Resize the listing below by rewriting all its lines, requests included, with every coordinate in the answers multiplied by 1.2 and rounded to the nearest whole number, halves rounded up.

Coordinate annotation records
-- -- --
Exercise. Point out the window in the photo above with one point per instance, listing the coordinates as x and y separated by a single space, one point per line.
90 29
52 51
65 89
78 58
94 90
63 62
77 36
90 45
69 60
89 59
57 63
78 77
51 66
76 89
-- -- --
> [WRITTEN REPLY]
Exercise. Point out the window in the photo above with one point per instance, listing the coordinates as x and y separated by a single space, one point per line.
108 35
62 61
78 107
94 70
113 108
76 74
92 43
108 54
83 72
107 71
68 76
94 92
61 79
91 107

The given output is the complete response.